## Exercise objective
Starting at the line that has "[locate] the roof" in the material and stopping after the line that has "<point>221,18</point>", rename "utility pole" to "telephone pole". Return only those lines, with everything else left as it is.

## Records
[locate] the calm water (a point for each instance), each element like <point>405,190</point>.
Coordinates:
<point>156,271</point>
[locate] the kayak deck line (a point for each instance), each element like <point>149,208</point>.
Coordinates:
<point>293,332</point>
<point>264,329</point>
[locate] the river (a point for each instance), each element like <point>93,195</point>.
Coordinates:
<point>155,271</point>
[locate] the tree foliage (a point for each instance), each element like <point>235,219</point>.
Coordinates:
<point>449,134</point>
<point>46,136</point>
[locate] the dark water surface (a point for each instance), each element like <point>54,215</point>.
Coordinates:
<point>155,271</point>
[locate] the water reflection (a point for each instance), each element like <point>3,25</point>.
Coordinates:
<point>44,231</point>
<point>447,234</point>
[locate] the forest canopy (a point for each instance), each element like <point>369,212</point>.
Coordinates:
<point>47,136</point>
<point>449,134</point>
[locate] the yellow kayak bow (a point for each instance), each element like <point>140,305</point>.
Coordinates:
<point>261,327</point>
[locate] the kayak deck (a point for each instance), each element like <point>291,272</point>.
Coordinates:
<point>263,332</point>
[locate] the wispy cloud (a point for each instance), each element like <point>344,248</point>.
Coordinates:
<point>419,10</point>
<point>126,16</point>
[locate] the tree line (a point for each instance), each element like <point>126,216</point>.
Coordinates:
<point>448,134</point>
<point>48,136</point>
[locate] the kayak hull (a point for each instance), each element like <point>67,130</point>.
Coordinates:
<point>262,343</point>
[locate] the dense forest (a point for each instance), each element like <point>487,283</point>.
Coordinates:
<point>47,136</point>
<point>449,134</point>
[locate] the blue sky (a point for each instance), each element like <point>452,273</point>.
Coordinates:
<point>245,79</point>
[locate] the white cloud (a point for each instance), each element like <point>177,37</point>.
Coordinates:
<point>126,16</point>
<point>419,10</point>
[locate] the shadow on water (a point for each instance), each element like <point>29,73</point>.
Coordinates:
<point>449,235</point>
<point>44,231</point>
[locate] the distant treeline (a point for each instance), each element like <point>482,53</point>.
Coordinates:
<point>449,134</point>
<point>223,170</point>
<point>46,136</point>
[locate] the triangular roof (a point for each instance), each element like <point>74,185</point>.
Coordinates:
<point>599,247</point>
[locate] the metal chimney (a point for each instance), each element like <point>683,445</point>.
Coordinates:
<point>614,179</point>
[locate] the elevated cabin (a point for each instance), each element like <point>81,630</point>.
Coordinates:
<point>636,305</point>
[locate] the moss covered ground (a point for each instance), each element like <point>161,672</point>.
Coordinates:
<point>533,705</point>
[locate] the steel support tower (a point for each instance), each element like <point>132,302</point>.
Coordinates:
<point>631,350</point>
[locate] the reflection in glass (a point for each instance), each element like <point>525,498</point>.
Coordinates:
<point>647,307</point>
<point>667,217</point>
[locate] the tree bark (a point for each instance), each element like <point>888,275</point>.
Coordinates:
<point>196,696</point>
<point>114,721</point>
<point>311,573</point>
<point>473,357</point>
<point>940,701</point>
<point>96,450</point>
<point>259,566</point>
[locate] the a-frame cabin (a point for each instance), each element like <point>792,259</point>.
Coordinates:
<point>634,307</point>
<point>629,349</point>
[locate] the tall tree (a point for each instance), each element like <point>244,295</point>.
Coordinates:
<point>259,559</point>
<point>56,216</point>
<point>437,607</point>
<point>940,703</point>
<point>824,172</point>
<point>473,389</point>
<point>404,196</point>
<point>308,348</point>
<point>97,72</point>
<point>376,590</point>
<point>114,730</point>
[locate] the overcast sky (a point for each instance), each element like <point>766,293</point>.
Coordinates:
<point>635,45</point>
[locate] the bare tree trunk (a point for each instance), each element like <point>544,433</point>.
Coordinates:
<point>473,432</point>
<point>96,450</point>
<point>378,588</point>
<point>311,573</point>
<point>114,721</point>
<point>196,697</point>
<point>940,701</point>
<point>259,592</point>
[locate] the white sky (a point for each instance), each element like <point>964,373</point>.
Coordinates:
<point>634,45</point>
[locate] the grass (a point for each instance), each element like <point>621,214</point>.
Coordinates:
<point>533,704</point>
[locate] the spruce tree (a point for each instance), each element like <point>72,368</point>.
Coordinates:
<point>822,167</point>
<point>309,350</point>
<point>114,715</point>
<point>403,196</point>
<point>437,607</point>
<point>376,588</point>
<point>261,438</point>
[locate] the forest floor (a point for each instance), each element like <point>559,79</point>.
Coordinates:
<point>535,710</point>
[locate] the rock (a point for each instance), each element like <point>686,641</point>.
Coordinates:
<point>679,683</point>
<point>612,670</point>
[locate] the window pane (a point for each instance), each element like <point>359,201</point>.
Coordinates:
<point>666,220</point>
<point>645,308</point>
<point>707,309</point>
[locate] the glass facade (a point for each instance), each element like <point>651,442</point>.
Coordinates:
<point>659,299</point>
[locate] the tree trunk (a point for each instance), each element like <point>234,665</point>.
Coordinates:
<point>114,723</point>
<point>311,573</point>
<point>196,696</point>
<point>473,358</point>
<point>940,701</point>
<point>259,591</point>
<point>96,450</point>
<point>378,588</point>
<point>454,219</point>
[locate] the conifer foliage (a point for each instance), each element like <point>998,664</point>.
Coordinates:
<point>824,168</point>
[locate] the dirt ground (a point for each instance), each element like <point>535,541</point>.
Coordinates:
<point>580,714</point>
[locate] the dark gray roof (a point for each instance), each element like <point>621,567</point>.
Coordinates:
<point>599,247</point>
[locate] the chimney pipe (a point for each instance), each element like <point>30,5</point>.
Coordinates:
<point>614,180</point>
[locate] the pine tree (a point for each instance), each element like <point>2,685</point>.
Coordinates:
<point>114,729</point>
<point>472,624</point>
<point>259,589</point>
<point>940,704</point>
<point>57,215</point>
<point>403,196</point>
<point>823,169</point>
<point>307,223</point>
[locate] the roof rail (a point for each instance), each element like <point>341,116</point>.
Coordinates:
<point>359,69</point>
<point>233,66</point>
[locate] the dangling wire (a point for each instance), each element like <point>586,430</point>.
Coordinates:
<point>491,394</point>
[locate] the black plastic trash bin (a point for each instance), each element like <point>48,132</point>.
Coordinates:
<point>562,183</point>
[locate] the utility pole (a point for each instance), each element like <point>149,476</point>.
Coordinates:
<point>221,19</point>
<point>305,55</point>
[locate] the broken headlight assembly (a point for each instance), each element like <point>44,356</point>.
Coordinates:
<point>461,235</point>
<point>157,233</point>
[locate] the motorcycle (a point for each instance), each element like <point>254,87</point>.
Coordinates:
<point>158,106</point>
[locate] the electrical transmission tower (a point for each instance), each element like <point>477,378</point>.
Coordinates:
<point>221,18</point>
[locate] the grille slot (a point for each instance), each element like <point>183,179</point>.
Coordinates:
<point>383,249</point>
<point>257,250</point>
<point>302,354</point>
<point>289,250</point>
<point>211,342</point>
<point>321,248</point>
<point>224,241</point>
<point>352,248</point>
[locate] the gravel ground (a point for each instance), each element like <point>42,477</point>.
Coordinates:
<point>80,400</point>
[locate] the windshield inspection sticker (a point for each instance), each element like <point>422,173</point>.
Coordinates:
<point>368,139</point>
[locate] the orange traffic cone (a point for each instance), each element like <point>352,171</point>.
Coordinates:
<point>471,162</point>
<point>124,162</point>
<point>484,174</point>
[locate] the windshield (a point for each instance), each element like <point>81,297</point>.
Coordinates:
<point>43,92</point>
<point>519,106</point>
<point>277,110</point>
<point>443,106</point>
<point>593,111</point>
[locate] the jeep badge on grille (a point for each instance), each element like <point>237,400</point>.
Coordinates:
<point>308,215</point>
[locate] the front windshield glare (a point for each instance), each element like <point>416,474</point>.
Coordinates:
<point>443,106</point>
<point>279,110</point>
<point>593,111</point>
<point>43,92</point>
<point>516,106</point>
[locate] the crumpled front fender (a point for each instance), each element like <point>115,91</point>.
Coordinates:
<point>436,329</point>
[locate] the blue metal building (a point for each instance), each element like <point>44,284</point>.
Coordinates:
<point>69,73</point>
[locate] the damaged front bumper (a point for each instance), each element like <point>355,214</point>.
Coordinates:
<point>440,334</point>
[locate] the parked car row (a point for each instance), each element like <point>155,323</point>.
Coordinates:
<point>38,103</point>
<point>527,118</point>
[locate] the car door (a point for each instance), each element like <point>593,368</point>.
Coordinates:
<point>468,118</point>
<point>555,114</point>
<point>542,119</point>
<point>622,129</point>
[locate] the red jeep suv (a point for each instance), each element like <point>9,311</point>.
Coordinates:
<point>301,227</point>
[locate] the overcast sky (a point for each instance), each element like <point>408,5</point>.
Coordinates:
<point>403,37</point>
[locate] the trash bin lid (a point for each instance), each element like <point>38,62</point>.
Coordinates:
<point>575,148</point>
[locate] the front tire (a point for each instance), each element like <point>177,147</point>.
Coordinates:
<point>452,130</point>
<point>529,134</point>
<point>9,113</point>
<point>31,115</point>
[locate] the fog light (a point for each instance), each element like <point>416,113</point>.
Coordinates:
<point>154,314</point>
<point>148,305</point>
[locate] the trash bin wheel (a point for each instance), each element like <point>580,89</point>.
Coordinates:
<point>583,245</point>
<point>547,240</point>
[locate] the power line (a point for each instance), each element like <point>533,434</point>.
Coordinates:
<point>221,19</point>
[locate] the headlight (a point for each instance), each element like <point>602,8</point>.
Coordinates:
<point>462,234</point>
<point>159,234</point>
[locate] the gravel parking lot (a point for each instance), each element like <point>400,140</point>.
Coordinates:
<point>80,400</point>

## Reply
[locate] the roof rail (a point for each instance), each element like <point>341,116</point>.
Coordinates:
<point>359,69</point>
<point>233,66</point>
[locate] the dangling wire (a point for each instance), each element like <point>586,430</point>.
Coordinates:
<point>491,394</point>
[locate] the black plastic trash bin (a point for each instance), each element like <point>48,132</point>.
Coordinates:
<point>562,183</point>
[locate] the telephone pole (a point for each instance), each element like <point>149,476</point>.
Coordinates:
<point>221,19</point>
<point>305,55</point>
[locate] the broken headlight assembly (a point for each instance), each element like <point>44,356</point>.
Coordinates:
<point>461,235</point>
<point>157,233</point>
[locate] the motorcycle (a point for each instance), each element like <point>254,87</point>.
Coordinates:
<point>158,106</point>
[locate] the electrical transmission tower (a point for each instance), each element like <point>477,378</point>.
Coordinates:
<point>221,18</point>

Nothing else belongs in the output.